[BEGIN]
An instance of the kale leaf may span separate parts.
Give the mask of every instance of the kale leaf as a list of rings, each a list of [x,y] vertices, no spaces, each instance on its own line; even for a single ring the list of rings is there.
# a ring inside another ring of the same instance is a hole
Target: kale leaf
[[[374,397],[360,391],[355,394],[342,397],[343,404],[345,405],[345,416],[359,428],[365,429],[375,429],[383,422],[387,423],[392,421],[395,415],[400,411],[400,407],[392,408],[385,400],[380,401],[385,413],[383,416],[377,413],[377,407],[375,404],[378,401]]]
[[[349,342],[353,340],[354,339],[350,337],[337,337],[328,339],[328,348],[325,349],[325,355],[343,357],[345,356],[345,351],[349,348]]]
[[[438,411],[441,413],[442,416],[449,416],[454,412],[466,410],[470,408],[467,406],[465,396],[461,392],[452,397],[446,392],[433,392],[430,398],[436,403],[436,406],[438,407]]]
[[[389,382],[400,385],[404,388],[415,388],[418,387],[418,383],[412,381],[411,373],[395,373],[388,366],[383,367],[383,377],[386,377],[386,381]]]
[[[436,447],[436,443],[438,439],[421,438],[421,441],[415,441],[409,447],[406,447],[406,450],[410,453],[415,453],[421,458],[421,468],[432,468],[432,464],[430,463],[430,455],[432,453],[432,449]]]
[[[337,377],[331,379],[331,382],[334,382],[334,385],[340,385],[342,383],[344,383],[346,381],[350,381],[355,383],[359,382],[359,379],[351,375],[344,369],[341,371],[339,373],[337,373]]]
[END]
● Aim: Reproduce every line of the items above without changing a single character.

● Task answer:
An instance of the kale leaf may span separate parts.
Give the mask of every instance of the kale leaf as a list of rings, each a list of [x,y] vertices, no spaces, each instance on its own line; even for a single ring the list of rings is there.
# a ring inside another ring of the same instance is a hole
Target: kale leaf
[[[374,397],[360,391],[355,394],[342,397],[343,404],[345,405],[345,416],[359,428],[365,429],[375,429],[383,422],[387,423],[392,421],[395,415],[400,411],[400,407],[392,408],[385,400],[380,401],[385,413],[383,416],[377,413],[377,407],[375,404],[378,401]]]
[[[349,342],[353,340],[354,339],[350,337],[337,337],[328,339],[328,348],[325,349],[325,355],[343,357],[345,356],[345,351],[349,348]]]
[[[438,411],[441,413],[442,416],[449,416],[454,412],[466,410],[470,408],[467,406],[465,396],[461,392],[452,397],[446,392],[433,392],[430,398],[436,403],[436,406],[438,407]]]
[[[389,382],[400,385],[404,388],[415,388],[418,387],[418,383],[412,381],[411,373],[395,373],[388,366],[383,367],[383,377],[386,377],[386,381]]]
[[[436,447],[436,443],[438,439],[421,438],[421,441],[415,441],[409,447],[406,447],[406,450],[410,453],[415,453],[421,458],[421,468],[432,468],[432,464],[430,463],[430,455],[432,453],[432,449]]]
[[[337,377],[331,379],[331,382],[334,382],[334,385],[340,385],[342,383],[344,383],[346,381],[350,381],[355,383],[359,382],[359,379],[351,375],[344,369],[341,371],[339,373],[337,373]]]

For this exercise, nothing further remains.